- [ИСХОДНЫЙ ОТРЫВОК]
Я просто был заинтересован в том, чтобы впервые в жизни иметь возможность заниматься чистой живописью целый день. Мне было совершенно наплевать на политику. Я отказался иметь с ней дело. Я был в Юстон-роудской школе, но настаивал на том, чтобы писать вазу с цветами, если вы понимаете, о чем я говорю. Вероятно, мне следовало уделять больше внимания политике, но у меня не было времени.
В послевоенном Камберуэлле именно Пасмор был любимым учителем Джиллиан Эйрс. «Виктор был непрактичен, очарователен, одарен воображением. Все друзья считали его своего рода гением. Он бывал агрессивным по отношению к ним, но по природе таким не был. Он был рассеянным, умным, непредсказуемым».
В последние дни войны, после недолгого пребывания в тюрьме за дезертирство из армии, Пасмор филигранно писал романтические пейзажи. Тихая река. Темза в Чизике (1943–1944) – шедевр, обращенный назад, к Уистлеру и Тёрнеру, но в то же время вперед. Здесь не изображено ничего, «и выглядит очень похоже», как сказал Уильям Хэзлитт о картине Тёрнера Снежная буря. Пароход у входа в гавань (выставлена в 1842 году). На самом деле не то чтобы совсем ничего, но, безусловно, немного: туман, намек на розовое сияние в небе, отсвет на воде, несколько столбов, кто-то едет мимо на велосипеде. Эти изображения подчеркивали внутреннюю гармонию картины, очень сходно с dot and carry Колдстрима. Но есть и различие: живопись Пасмора не основана на чрезмерно точных измерениях; она ближе к определению поэзии, данному Вордсвортом: «спокойное воспоминание о душевных волнениях». Пасмор смотрел на объект, вроде тумана над рекой, неуловимый, стремившийся обратиться в ничто. Затем уходил и писал картину.
Виктор Пасмор
Тихая река. Темза в Чизике
1943–1944
Этот процесс был зафиксирован Уильямом Таунсендом в дневнике после долгой вечерней беседы с Пасмором в феврале 1947 года. Они сидели и разговаривали на застекленной веранде дома Пасмора на Хаммерсмит-террас, в то время как свет угасал над рекой и садами на берегу. Пасмор отличался от их друга Билла (Колдстрима), размышляет Таунсенд, «который никогда не бывал доволен, если его взгляд не был устремлен на объект, который он писал». В противоположность ему Пасмор разглядывал людей, вещи и местность, но в какой-то момент удалился в мастерскую, где продолжил вносить изменения и добавления, рисуя то, что было у него в мыслях или, – задается вопросом Таунсенд, – «то, что осталось в памяти, чистое воспоминание об объекте»[45]. Он мог бы добавить, что этот объект понемногу исчезал, наподобие улыбки Чеширского кота, оставляя неясное переливающееся свечение.

[Строки контурной разметки]
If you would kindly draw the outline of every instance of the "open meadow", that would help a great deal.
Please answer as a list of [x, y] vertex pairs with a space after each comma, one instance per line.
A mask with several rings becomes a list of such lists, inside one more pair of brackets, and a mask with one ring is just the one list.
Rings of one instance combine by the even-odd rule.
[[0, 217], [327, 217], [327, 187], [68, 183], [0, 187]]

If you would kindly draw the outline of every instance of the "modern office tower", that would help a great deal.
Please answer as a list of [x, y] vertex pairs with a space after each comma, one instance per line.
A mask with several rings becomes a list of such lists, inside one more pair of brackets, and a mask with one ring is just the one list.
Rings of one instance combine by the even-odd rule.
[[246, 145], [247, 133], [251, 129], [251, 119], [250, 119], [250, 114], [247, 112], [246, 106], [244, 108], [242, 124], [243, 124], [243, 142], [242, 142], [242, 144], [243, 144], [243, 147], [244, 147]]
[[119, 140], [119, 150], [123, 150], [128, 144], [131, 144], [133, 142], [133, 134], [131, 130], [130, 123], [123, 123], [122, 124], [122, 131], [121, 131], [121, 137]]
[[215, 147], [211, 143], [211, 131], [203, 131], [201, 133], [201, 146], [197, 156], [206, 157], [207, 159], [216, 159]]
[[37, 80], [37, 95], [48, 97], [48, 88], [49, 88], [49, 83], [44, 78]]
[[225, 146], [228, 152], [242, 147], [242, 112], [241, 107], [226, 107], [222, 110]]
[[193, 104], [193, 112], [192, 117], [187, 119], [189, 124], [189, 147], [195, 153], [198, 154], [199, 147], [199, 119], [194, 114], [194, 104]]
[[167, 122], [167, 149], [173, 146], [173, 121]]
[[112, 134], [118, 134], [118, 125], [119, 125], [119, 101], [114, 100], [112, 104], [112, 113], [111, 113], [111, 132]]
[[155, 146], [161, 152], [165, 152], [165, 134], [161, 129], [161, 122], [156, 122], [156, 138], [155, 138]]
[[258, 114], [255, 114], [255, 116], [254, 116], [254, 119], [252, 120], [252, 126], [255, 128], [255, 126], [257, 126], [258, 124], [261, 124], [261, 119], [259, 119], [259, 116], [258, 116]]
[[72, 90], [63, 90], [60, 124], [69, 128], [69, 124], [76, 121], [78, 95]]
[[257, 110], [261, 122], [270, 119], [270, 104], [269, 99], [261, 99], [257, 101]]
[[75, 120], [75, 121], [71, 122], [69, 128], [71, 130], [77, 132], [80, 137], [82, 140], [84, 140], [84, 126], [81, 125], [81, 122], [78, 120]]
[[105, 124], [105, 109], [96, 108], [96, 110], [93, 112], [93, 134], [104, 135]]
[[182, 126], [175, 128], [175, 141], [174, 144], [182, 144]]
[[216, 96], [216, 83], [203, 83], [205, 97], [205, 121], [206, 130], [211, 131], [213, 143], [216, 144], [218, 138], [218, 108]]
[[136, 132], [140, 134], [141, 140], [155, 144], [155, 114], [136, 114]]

- [ЗАДАНИЕ]
Повторите без изменений фрагмент отрывка о Викторе Пасморе от слов «Я просто был» до слов «не было времени.».

- [ОТВЕТ]
Я просто был заинтересован в том, чтобы впервые в жизни иметь возможность заниматься чистой живописью целый день. Мне было совершенно наплевать на политику. Я отказался иметь с ней дело. Я был в Юстон-роудской школе, но настаивал на том, чтобы писать вазу с цветами, если вы понимаете, о чем я говорю. Вероятно, мне следовало уделять больше внимания политике, но у меня не было времени.